** start of AVAILABLE DATA **

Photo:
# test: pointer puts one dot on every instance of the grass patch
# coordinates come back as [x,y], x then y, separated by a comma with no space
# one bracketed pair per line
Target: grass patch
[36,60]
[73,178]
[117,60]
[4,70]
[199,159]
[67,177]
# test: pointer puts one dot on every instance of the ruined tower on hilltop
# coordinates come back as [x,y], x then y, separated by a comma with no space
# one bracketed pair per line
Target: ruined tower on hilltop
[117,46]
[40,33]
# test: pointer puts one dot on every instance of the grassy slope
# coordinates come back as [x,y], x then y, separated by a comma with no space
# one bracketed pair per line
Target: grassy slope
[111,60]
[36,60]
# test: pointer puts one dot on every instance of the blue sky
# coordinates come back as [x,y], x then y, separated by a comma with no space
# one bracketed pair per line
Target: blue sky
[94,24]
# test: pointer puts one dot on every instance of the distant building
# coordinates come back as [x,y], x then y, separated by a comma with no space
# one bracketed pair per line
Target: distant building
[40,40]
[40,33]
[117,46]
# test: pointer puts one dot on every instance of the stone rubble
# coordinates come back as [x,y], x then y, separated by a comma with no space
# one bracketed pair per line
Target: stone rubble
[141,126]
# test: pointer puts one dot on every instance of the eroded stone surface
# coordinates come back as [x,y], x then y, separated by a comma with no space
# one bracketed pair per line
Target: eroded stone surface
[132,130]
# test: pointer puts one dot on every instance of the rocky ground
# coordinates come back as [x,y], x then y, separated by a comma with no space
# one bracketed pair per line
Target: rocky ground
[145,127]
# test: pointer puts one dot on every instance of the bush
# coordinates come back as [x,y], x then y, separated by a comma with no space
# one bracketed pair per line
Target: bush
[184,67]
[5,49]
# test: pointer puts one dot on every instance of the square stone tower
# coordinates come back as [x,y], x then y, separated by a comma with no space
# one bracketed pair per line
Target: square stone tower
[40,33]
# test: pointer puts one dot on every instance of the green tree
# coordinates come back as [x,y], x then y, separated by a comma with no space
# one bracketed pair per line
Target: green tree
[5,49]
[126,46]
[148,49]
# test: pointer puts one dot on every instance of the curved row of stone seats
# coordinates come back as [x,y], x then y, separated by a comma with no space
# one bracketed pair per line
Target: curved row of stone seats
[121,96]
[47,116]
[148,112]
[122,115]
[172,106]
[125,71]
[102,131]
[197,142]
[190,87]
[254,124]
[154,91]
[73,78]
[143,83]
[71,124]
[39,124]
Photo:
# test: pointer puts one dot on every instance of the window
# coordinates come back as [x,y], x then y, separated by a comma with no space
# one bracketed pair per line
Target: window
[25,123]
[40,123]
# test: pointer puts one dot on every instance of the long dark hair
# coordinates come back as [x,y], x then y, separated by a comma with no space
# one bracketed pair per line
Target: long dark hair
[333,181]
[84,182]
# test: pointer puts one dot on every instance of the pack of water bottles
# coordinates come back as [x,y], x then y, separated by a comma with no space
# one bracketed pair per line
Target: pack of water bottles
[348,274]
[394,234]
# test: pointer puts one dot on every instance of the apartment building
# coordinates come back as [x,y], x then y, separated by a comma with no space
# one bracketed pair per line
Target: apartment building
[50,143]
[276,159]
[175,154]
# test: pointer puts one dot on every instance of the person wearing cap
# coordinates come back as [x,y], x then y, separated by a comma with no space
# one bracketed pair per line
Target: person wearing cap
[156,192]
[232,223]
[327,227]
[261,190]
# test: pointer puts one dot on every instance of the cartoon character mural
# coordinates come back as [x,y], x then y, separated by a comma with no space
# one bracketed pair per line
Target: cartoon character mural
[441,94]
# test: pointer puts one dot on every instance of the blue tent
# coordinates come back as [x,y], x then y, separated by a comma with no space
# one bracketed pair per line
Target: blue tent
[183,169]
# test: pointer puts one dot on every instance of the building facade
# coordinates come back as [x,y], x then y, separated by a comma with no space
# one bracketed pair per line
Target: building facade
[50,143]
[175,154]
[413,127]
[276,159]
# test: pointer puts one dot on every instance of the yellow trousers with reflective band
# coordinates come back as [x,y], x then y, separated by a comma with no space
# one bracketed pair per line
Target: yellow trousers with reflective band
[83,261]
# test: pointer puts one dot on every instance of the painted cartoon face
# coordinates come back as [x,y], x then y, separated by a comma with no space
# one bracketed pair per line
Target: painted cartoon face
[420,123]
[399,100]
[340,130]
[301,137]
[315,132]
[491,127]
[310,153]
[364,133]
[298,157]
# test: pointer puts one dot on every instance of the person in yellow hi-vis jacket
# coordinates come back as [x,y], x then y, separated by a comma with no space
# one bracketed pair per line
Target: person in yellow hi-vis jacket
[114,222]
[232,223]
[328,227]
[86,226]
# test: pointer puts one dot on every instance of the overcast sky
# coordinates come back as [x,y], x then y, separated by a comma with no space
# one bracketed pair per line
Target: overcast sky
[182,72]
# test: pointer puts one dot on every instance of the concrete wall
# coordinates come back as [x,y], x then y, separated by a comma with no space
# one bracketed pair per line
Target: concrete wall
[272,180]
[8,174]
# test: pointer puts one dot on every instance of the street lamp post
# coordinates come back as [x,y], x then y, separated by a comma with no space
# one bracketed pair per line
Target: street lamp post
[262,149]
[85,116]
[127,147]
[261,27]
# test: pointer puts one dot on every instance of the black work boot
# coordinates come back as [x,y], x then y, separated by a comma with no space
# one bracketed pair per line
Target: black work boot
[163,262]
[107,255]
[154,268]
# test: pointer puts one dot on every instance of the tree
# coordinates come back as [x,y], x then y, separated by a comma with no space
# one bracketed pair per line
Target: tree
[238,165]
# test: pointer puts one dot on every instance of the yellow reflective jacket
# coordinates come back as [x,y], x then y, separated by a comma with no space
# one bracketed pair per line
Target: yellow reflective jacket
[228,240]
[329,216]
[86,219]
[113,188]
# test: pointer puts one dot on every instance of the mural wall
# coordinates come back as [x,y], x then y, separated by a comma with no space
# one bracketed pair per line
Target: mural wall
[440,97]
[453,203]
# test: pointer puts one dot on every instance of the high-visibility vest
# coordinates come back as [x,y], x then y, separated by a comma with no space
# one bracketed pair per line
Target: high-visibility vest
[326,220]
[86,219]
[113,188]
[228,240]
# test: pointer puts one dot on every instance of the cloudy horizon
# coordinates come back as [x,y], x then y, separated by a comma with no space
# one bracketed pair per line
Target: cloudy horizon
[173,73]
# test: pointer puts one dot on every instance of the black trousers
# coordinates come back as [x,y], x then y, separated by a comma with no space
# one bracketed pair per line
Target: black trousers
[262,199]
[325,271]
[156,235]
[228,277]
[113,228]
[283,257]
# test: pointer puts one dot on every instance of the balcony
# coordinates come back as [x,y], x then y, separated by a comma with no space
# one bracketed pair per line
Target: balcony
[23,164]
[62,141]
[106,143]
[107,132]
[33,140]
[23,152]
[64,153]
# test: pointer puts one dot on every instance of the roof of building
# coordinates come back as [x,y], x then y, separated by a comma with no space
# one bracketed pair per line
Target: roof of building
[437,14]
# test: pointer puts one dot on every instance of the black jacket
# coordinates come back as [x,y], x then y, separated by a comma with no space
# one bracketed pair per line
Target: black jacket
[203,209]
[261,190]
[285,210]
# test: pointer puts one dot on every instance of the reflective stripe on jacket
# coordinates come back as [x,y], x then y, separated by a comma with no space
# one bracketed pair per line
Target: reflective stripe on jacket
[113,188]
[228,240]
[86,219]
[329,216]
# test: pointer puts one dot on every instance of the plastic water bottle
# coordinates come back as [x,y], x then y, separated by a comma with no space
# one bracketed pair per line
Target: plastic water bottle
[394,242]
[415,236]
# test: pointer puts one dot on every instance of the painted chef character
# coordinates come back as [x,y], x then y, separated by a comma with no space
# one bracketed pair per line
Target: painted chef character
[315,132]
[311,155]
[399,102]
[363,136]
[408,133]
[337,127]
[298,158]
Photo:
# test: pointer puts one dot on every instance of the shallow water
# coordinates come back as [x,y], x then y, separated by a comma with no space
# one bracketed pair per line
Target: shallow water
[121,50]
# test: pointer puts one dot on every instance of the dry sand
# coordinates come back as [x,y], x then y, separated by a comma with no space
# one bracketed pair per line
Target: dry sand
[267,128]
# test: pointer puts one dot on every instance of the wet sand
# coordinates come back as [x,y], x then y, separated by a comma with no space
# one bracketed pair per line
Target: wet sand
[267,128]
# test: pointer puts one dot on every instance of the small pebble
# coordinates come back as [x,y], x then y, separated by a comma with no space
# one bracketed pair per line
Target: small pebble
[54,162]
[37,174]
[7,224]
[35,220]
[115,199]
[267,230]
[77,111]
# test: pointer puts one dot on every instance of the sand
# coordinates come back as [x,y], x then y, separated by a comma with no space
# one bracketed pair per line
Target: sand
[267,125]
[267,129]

** end of AVAILABLE DATA **

* **TASK DESCRIPTION**
Edit the part that opens with the line containing "the reflective stripe on jacket" and runs to the end of the lines, changing "plastic water bottle" to "metal water bottle" and leaving everything else the same. Give back only that part.

* **WRITTEN RESPONSE**
# test: pointer puts one dot on every instance of the reflective stripe on jacket
# coordinates come back as [x,y], x then y, separated by a comma with no space
# one bracketed pair per line
Target: reflective stripe on jacket
[113,188]
[228,240]
[86,219]
[329,216]
# test: pointer puts one dot on every instance of the metal water bottle
# coordinates come back as [x,y], x then y, separated by a comma with no space
# one bracketed pair per line
Target: metal water bottle
[394,242]
[415,236]
# test: pointer puts one dot on every instance of the painted chef character
# coordinates come back as [x,y], x then y, separated by a comma with no space
# one bracketed pair per line
Target: painted chef character
[315,132]
[311,155]
[399,102]
[363,136]
[408,133]
[337,127]
[298,158]
Photo:
# test: pointer puts one dot on every instance of the shallow water
# coordinates come back as [x,y], x then y, separated by a comma with no space
# one bracketed pair per line
Target: shallow water
[121,50]
# test: pointer puts one dot on every instance of the dry sand
# coordinates come back as [x,y], x then y, separated by a comma with no space
# one bracketed pair per line
Target: dry sand
[267,128]
# test: pointer puts one dot on every instance of the wet sand
# coordinates come back as [x,y], x then y, separated by a comma with no space
# one bracketed pair per line
Target: wet sand
[267,128]
# test: pointer puts one dot on every instance of the small pebble
# coordinates come back as [x,y], x then y, separated by a comma with no space
# one bracketed pair per line
Target: small pebble
[54,162]
[37,174]
[7,224]
[35,220]
[115,199]
[267,230]
[77,111]
# test: pointer puts one dot on every instance of the sand
# coordinates come back as [x,y], x then y, separated by a comma with no space
# one bracketed pair per line
Target: sand
[267,125]
[267,129]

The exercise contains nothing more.